**The data**.
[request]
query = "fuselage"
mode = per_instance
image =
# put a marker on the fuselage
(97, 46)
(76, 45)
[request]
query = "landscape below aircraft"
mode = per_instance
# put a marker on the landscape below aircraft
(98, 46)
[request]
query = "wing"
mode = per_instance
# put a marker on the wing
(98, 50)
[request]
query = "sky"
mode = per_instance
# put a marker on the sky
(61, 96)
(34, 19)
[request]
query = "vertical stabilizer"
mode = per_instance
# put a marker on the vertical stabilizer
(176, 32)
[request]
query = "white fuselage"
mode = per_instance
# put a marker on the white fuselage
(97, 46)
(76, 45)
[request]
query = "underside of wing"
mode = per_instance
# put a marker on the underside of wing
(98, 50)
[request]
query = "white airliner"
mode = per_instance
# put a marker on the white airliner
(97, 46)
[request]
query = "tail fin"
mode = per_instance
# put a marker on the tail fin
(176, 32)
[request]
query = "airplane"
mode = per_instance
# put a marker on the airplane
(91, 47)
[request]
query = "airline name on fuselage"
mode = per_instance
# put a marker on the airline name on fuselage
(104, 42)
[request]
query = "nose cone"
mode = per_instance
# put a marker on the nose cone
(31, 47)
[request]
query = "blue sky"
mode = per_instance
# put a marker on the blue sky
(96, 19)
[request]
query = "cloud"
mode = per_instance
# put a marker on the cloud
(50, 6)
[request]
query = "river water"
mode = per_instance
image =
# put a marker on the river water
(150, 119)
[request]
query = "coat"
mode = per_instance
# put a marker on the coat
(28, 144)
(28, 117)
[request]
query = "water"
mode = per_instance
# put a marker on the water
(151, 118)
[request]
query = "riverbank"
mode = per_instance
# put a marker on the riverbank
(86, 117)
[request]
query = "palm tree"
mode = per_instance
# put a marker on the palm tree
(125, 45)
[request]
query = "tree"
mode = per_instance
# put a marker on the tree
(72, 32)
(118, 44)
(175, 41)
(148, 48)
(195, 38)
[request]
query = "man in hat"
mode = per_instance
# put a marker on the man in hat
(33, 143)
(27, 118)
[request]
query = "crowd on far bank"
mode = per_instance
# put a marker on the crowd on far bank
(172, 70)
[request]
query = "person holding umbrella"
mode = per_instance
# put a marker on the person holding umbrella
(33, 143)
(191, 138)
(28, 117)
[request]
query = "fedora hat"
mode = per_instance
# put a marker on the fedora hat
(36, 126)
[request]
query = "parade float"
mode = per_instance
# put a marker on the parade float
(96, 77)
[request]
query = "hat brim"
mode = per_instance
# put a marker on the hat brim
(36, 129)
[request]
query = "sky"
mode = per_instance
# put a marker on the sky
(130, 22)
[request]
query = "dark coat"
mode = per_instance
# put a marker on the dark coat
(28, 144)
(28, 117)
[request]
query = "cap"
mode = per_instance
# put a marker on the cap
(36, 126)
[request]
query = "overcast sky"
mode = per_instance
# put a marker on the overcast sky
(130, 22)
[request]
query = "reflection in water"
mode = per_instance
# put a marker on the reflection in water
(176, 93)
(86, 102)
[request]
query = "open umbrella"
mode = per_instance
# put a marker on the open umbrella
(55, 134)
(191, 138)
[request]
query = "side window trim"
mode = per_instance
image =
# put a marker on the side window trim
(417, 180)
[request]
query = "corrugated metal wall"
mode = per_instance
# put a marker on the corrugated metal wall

**Task goal**.
What you return must match the listing exactly, line for line.

**Solution to this task**.
[request]
query = "fuselage"
mode = per_instance
image =
# put a marker on the fuselage
(97, 46)
(76, 45)
[request]
query = "landscape below aircraft"
mode = per_instance
# put a marker on the landscape below aircraft
(98, 46)
[request]
query = "wing"
mode = per_instance
# put a marker on the wing
(98, 50)
[request]
query = "sky"
mode = per_instance
# put a marker on the sky
(61, 96)
(34, 19)
[request]
query = "vertical stabilizer"
mode = per_instance
# put a marker on the vertical stabilizer
(176, 32)
[request]
query = "white fuselage"
mode = per_instance
# put a marker on the white fuselage
(97, 46)
(76, 45)
[request]
query = "underside of wing"
mode = per_instance
# put a marker on the underside of wing
(98, 50)
[request]
query = "white airliner"
mode = per_instance
# put a marker on the white airliner
(97, 46)
[request]
query = "tail fin"
mode = per_instance
# put a marker on the tail fin
(176, 32)
[request]
query = "airplane"
mode = per_instance
# put a marker on the airplane
(91, 47)
[request]
query = "airline name on fuselage"
mode = per_instance
# put a marker on the airline name on fuselage
(104, 42)
[request]
query = "nose cone"
mode = per_instance
# put a marker on the nose cone
(31, 47)
[request]
query = "blue sky"
mode = per_instance
# put a marker on the blue sky
(96, 19)
[request]
query = "cloud"
mode = per_instance
# put a marker on the cloud
(50, 6)
[request]
query = "river water"
mode = per_instance
image =
# put a marker on the river water
(150, 119)
[request]
query = "coat"
mode = per_instance
# put a marker on the coat
(28, 144)
(28, 117)
[request]
query = "water"
mode = per_instance
# put a marker on the water
(151, 118)
[request]
query = "riverbank"
mode = per_instance
# put a marker on the riverbank
(86, 117)
[request]
query = "palm tree"
mode = per_instance
# put a marker on the palm tree
(125, 45)
[request]
query = "tree"
mode = per_instance
# put a marker on the tree
(72, 32)
(118, 44)
(175, 41)
(148, 48)
(195, 38)
[request]
query = "man in hat"
mode = per_instance
# put a marker on the man in hat
(33, 143)
(27, 118)
[request]
query = "crowd on far bank"
mode = per_instance
# put a marker on the crowd on far bank
(172, 70)
[request]
query = "person holding umbrella"
mode = per_instance
# put a marker on the person holding umbrella
(33, 143)
(191, 138)
(28, 117)
[request]
query = "fedora hat"
mode = per_instance
# put a marker on the fedora hat
(36, 126)
[request]
query = "parade float"
mode = per_instance
# put a marker on the parade float
(96, 77)
[request]
query = "hat brim"
mode = per_instance
# put a marker on the hat brim
(36, 129)
[request]
query = "sky"
mode = per_instance
# put a marker on the sky
(130, 22)
[request]
query = "dark coat"
mode = per_instance
# put a marker on the dark coat
(28, 144)
(28, 117)
[request]
query = "cap"
mode = per_instance
# put a marker on the cap
(36, 126)
[request]
query = "overcast sky"
mode = per_instance
# put a marker on the overcast sky
(130, 22)
[request]
query = "reflection in water"
mode = per_instance
# put a marker on the reflection in water
(176, 93)
(86, 102)
[request]
query = "open umbrella"
mode = per_instance
# put a marker on the open umbrella
(55, 134)
(191, 138)
[request]
query = "side window trim"
mode = per_instance
image =
# put a marker on the side window trim
(417, 180)
[request]
query = "corrugated metal wall"
mode = per_instance
# put a marker on the corrugated metal wall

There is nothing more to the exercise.